Would you admit a mistake if it meant legal action and potentially the end of your career? Doctors are put in a hard spot when it comes to making an error. Mistakes happen, no matter what your profession, but when life is on the line -- how do you come to terms with a bad decision?

Some in the medical community are now training doctors to better make mistakes, to admit to them and to learn from them. Joining us this week to discuss this approach is Dr. Neha Vapiwala. She’s a vice chair of education, radiation oncology and the advisory dean at the Perelman School of Medicine at the University of Pennsylvania. Vapiwala wrote an essay on this topic, which appeared in “The Philadelphia Enquirer.”

“There is this culture of perfection that is expected,” Vapiwala says.

When you visit a care provider, you expect the best care and you expect the lead doctor to be infallible. In many situations, there is no room for error. Some of this culture comes from the doctors themselves, Vapiwala says.

“To be fair, that’s often how these students got into medical school in the first place.” By being perfect students. This often plays, at least subconsciously, into how these doctors interact with other doctors and with patients, according to Vapiwala.

“They have to be confident. They have to make decisions sometimes with all the information, sometimes not, if the urgency of the medical care does not allow for it. And it’s difficult later to then look back and say ‘I should have just done it this way’ because a lot of times there are no takebacks.”

And while all personalities differ, Vapiwala says the career path, overall, lends itself to this kind of focus on perfection.

Mistakes and medical malpractice

Mistakes in medicine come with litigation, malpractice lawsuits and even revoking of a doctor’s license. These issues can follow a doctor for a lifetime. And, as Vapiwala says, that’s just the external consequences. Internal consequences like humiliation, loss of self-confidence and fear can also pose problems for future practice.

■ Exercises to complete
1. From the article on medical mistakes, list every consequence of a doctor's error that it names, both external and internal.
2. Render this sentence from the article on medical mistakes in French: "Some of this culture comes from the doctors themselves, Vapiwala says."
3. Write the next paragraph of the article on medical mistakes, picking up after its final sentence.
The records below bear no relation to the article on medical mistakes.

(Point localization data)
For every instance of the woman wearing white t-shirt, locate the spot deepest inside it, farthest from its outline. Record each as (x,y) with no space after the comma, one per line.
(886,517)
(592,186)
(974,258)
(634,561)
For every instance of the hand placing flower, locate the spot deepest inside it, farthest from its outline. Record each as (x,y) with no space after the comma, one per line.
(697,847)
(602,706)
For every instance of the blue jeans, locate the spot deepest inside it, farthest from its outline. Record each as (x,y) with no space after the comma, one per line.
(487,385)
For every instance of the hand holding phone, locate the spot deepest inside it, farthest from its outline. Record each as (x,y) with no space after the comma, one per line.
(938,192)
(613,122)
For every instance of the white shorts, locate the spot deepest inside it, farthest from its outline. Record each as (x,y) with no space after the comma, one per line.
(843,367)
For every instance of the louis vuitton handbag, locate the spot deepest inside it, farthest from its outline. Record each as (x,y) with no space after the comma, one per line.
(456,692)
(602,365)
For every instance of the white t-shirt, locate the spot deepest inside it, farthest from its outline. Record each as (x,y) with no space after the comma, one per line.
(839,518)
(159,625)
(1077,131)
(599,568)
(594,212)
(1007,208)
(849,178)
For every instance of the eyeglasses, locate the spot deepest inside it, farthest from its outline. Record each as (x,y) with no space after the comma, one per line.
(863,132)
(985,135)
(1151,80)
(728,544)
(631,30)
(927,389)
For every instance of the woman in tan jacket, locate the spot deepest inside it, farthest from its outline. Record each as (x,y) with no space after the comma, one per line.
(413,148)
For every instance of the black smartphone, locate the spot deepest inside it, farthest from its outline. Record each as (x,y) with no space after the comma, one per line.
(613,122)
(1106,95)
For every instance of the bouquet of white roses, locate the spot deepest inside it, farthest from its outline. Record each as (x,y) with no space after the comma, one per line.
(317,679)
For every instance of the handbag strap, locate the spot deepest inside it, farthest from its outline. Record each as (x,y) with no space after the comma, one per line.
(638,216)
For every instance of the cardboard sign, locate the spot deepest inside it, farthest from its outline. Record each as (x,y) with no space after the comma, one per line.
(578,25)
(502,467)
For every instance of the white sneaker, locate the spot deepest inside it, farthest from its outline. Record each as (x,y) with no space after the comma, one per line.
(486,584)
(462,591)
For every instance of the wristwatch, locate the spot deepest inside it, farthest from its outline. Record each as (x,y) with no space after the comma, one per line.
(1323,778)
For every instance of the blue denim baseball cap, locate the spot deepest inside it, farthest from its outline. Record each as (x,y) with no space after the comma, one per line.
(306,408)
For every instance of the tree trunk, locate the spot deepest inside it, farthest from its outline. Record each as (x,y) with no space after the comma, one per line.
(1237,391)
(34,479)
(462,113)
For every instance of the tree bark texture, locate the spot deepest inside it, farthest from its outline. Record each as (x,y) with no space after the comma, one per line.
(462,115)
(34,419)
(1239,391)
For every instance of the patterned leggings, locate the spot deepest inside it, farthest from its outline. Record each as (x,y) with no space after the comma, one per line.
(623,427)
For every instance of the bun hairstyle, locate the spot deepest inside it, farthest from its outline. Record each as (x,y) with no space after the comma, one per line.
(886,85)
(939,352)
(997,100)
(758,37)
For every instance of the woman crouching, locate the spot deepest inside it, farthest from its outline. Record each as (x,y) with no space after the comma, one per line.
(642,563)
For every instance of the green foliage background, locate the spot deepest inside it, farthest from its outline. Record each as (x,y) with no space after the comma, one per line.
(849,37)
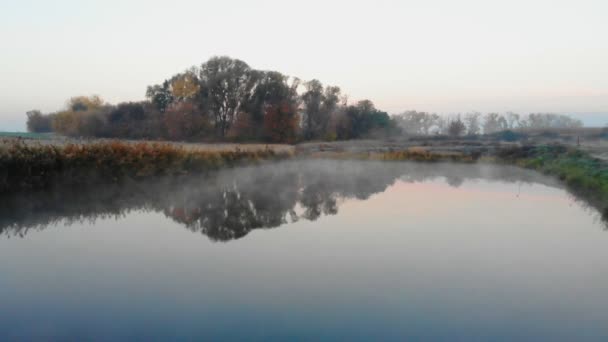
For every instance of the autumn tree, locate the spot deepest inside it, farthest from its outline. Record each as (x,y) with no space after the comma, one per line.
(280,123)
(318,104)
(184,121)
(160,95)
(494,122)
(185,86)
(472,123)
(38,122)
(227,83)
(456,127)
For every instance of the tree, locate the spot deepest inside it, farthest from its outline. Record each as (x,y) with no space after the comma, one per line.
(271,89)
(160,95)
(494,122)
(318,105)
(38,122)
(513,120)
(456,127)
(413,122)
(472,123)
(228,84)
(84,103)
(184,121)
(185,86)
(280,123)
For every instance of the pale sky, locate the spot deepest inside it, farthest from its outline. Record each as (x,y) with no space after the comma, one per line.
(433,55)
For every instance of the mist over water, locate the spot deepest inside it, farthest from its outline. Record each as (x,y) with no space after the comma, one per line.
(307,250)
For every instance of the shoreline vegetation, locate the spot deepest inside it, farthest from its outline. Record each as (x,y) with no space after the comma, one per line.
(34,166)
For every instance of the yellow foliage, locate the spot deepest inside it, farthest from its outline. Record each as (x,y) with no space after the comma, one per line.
(184,87)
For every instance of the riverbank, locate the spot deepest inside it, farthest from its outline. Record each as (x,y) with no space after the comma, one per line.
(31,166)
(26,166)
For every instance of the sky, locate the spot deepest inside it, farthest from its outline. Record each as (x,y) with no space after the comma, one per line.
(435,55)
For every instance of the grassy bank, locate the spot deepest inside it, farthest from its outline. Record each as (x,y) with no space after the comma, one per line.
(26,166)
(583,174)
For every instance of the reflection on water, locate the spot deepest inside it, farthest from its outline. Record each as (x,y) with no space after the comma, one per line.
(228,205)
(365,251)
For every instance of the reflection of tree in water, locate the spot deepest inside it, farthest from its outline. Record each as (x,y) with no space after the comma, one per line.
(229,204)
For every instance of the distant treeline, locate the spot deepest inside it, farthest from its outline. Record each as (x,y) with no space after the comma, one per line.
(225,99)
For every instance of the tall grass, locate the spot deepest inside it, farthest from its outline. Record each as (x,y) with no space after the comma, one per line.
(27,166)
(583,174)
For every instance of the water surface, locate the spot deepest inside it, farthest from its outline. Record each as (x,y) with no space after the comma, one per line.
(307,250)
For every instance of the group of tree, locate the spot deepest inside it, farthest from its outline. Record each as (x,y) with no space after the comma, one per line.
(474,123)
(226,99)
(223,99)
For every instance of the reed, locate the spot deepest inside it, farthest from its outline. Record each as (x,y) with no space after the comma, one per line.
(36,166)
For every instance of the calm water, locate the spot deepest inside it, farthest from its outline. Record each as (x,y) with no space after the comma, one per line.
(307,251)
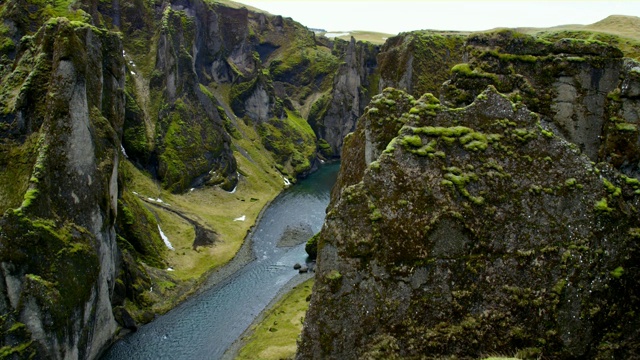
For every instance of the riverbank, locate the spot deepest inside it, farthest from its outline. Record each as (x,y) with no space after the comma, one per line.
(208,322)
(280,310)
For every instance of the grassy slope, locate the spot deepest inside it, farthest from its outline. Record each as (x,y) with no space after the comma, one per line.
(370,36)
(275,336)
(620,30)
(212,208)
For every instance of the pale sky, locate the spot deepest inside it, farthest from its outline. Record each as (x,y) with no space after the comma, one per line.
(397,16)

■ Your responses
1. litigation, malpractice lawsuits, revoking of a doctor's license, humiliation, loss of self-confidence, fear

2. Une partie de cette culture vient des médecins eux-mêmes, affirme Vapiwala.

3.
“There have been studies that have clearly shown that patients are far less likely to sue physicians whom they like,” Vapiwala says. “It often times means a doctor/patient relationship in which the physician is thought to be honest, forthcoming, who communicates, who gives you eye contact and who really establishes a relationship and the report that one would want in a doctor/patient team.”

Training

Medical schools are already incorporating standardized patient programs into their curricula. It’s a way to train medical students to properly interact with patients and practice ways to be compassionate, truthful and clear.

“The idea is that you try to create scenarios,” Vapiwala says, with paid, trained actors who pose as patients. “And in a proper scenario you would have just the standardized patient and the student learner in a room that is being observed with a camera.”

Students are then graded (by the teachers observing and by the patient) on:

  • Clear communication
  • Eye contact
  • Compassion
  • Technical skill

They’re often given scenarios in which they have to break bad news or have to navigate a culturally sensitive issue, Vapiwala says.
“It’s not going to be perfect, but we think it’s a place to start.”